Entries from a pointing dataset:
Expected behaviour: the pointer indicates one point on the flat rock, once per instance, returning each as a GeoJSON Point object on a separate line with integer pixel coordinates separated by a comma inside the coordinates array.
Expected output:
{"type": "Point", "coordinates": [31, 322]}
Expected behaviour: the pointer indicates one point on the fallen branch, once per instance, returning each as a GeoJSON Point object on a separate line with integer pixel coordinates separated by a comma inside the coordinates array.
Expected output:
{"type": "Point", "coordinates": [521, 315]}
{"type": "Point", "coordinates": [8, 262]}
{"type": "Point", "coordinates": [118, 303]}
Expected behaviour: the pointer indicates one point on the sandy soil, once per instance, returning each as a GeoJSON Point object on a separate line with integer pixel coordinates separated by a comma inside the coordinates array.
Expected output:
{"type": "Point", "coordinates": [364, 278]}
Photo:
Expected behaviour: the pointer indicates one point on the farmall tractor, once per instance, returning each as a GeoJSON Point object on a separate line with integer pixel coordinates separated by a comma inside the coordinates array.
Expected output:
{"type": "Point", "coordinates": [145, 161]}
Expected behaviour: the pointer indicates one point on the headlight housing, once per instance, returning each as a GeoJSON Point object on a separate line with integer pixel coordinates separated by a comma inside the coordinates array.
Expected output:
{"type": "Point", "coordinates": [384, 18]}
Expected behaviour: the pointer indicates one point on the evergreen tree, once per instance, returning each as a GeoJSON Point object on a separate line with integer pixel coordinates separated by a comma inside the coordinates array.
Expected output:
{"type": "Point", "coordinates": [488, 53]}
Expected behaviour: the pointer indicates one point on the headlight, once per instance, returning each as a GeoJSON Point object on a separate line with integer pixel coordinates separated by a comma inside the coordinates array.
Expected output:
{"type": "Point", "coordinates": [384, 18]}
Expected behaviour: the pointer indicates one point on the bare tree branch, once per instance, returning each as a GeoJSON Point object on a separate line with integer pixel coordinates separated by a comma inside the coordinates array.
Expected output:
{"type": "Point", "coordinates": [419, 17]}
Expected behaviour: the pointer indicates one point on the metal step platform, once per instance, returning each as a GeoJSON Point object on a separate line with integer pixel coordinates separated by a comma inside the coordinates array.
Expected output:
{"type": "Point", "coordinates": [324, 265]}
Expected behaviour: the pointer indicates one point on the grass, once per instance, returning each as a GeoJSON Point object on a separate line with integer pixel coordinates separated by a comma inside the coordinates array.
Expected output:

* REQUIREMENT *
Retype the material in full. Each word must match.

* SOLUTION TO THIS TASK *
Expected behaviour: the pointer indicates one point on the flat rock, once per instance, returning each as a GeoJSON Point object on a separate line with integer pixel coordinates separated by a comma inside the coordinates array.
Expected output:
{"type": "Point", "coordinates": [31, 322]}
Expected behaviour: the pointer indicates one point on the fallen branch, once per instance, returning each as a GeoJSON Point object on a separate line with integer pixel coordinates separated by a comma inside the coordinates array.
Expected output:
{"type": "Point", "coordinates": [521, 315]}
{"type": "Point", "coordinates": [8, 262]}
{"type": "Point", "coordinates": [118, 303]}
Expected behaviour: the pointer indicates one point on the sandy soil, once per instance, returning each as a GeoJSON Point object on a separate line with integer pixel coordinates separated by a comma inside the coordinates array.
Expected output:
{"type": "Point", "coordinates": [364, 278]}
Photo:
Expected behaviour: the pointer indicates one point on the farmall tractor, once per instance, returning each as a GeoJSON Point object on a separate line with integer pixel coordinates separated by a comma inside the coordinates array.
Expected output:
{"type": "Point", "coordinates": [145, 161]}
Expected behaviour: the pointer indicates one point on the headlight housing, once per instance, returning each as a GeoJSON Point object on a separate line with integer pixel coordinates separated by a comma inside the coordinates array.
Expected output:
{"type": "Point", "coordinates": [384, 18]}
Expected behaviour: the pointer indicates one point on the evergreen tree, once per instance, returning each as a GeoJSON Point object on a separate line with integer pixel coordinates separated by a comma inside the coordinates array.
Expected output:
{"type": "Point", "coordinates": [488, 53]}
Expected behaviour: the pointer indicates one point on the headlight, once per instance, returning each as a GeoJSON Point object on a separate line with integer pixel coordinates separated by a comma inside the coordinates array.
Expected output:
{"type": "Point", "coordinates": [384, 18]}
Expected behaviour: the pointer indicates one point on the bare tree branch, once per instance, returning each as a GeoJSON Point object on a separate line with integer pixel coordinates separated by a comma inside the coordinates array.
Expected output:
{"type": "Point", "coordinates": [419, 17]}
Expected behaviour: the pointer indicates one point on the metal step platform, once per instance, returning each as a GeoJSON Point object on a separate line with integer pixel coordinates separated by a comma inside the coordinates array.
Expected output:
{"type": "Point", "coordinates": [324, 265]}
Expected behaviour: the pointer indicates one point on the grass, once per instance, returning each as a GeoJSON Point object on a separate line with integer pixel coordinates separated by a comma inside the coordinates array.
Expected output:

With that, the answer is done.